◆ TASK DIRECTIONS ◆
Your response should be the complete set of records, reproduced exactly.

[Dataset records]
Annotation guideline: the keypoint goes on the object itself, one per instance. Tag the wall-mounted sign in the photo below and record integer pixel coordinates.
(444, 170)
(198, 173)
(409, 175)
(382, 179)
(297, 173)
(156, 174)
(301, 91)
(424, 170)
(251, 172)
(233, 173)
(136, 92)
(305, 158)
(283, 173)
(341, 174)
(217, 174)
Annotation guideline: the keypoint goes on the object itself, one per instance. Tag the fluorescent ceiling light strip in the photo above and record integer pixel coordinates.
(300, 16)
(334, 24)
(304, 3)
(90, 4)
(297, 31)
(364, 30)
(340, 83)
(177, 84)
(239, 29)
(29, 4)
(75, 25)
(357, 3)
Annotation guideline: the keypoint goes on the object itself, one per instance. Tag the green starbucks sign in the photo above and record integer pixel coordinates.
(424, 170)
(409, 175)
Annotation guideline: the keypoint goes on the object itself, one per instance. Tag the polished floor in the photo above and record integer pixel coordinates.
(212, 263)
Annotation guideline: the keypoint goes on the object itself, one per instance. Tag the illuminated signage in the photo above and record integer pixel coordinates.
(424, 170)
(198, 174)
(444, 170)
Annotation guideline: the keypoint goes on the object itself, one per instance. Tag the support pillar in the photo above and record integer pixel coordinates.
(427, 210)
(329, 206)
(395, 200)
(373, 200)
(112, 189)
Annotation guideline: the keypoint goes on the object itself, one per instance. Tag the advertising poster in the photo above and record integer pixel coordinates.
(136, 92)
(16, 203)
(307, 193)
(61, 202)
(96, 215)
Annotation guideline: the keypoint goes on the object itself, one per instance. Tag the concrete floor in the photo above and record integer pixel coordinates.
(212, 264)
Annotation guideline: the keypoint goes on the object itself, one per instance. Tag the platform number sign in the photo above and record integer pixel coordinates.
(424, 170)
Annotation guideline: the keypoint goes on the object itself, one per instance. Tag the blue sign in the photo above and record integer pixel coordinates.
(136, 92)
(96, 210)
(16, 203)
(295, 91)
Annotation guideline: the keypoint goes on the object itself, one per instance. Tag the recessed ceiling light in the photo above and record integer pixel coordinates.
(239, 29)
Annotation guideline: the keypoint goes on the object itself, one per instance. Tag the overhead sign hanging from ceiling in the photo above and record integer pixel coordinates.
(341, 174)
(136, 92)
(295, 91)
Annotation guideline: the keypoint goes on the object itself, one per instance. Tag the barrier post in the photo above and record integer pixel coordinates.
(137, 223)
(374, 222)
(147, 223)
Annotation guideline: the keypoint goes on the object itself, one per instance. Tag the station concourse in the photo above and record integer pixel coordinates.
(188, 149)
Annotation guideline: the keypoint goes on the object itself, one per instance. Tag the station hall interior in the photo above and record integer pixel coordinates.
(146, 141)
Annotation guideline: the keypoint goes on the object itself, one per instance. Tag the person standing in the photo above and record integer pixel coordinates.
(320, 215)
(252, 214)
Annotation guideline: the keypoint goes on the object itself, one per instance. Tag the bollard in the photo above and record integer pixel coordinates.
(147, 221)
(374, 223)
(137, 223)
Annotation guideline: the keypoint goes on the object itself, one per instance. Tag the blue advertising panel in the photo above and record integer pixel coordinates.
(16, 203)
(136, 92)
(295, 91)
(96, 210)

◆ WRITTEN ANSWER ◆
Annotation guideline: the keypoint goes on the object itself, one per instance. Tag the wall-mounted sign in the photo below and record integer pixel coordinates.
(444, 170)
(198, 173)
(409, 175)
(382, 179)
(297, 173)
(156, 174)
(301, 91)
(424, 170)
(251, 172)
(233, 173)
(136, 92)
(305, 158)
(283, 173)
(341, 174)
(217, 174)
Annotation guideline: the keypoint goes on the object itself, one per instance. Tag the fluorescent ceiling light strip in the photo above and record integer pixel coordinates.
(300, 16)
(334, 24)
(304, 3)
(90, 4)
(297, 31)
(364, 30)
(340, 83)
(177, 84)
(239, 29)
(29, 4)
(75, 25)
(357, 3)
Annotation guideline: the keypoint goes on the object itself, one per instance. Tag the green starbucks sign in the photo above and record integer pixel coordinates.
(424, 170)
(409, 175)
Annotation guideline: the keypoint goes on the object itself, one per instance. Tag the polished floor in the photo above and record integer pixel coordinates.
(212, 263)
Annotation guideline: the keypoint goes on the object itself, one per instance. Tag the illuminated signage in the photo above and record integer pixel coordinates.
(424, 170)
(198, 174)
(444, 170)
Annotation guideline: the keypoint goes on the object itself, one per instance. Tag the support pillar in the photo above and record integer pixel coordinates.
(427, 210)
(329, 206)
(395, 200)
(373, 200)
(112, 189)
Annotation guideline: the keypoint goes on the object itself, one per instance. Tag the advertising poster in the photo above and record integer pixel coordinates.
(136, 92)
(16, 203)
(307, 193)
(61, 202)
(96, 215)
Annotation guideline: the keypoint goes on the object itself, one per instance. Tag the concrete floor in the photo above and record integer pixel coordinates.
(212, 264)
Annotation guideline: the keypoint goes on the object itself, one per instance. Tag the platform number sign in the photo above and record integer pixel coordinates.
(424, 170)
Annotation guideline: the keypoint goes on the object itself, one per instance. Tag the blue sign in the photo above and record integer pixel coordinates.
(136, 92)
(96, 210)
(16, 203)
(295, 91)
Annotation guideline: the keypoint goes on the object itself, one per instance. Tag the recessed ceiling light in the photo above and record integer pixel coordinates.
(239, 29)
Annotation guideline: the keypoint goes on the object itself, one per instance. Tag the overhead sign hanging from ceiling in the photo above and record integer pixel coordinates.
(341, 174)
(136, 92)
(295, 91)
Annotation guideline: the keypoint goes on the object itself, one per instance. Tag the barrier post in the photo above and record integer pixel coordinates.
(137, 223)
(374, 222)
(147, 223)
Annotation guideline: the keypoint goes on the object itself, one per instance. Tag the station concourse in the photo above and record integer pixel coordinates.
(188, 149)
Annotation guideline: the keypoint goes on the object itself, one per instance. Tag the station hall interior in the photo above and record integer pixel coordinates.
(146, 141)
Annotation guideline: the keypoint goes on the object itself, one per instance. Tag the person standing in the photo above and record integer pixel coordinates.
(320, 215)
(252, 214)
Annotation guideline: the keypoint goes on the object itself, one per instance. Tag the bollard in the photo above and record integer pixel coordinates.
(147, 221)
(374, 223)
(137, 223)
Annotation guideline: the keypoint goes on the object itself, one per instance. Tag the blue advertising panel in the photo above and record integer pixel coordinates.
(16, 203)
(136, 92)
(295, 91)
(96, 210)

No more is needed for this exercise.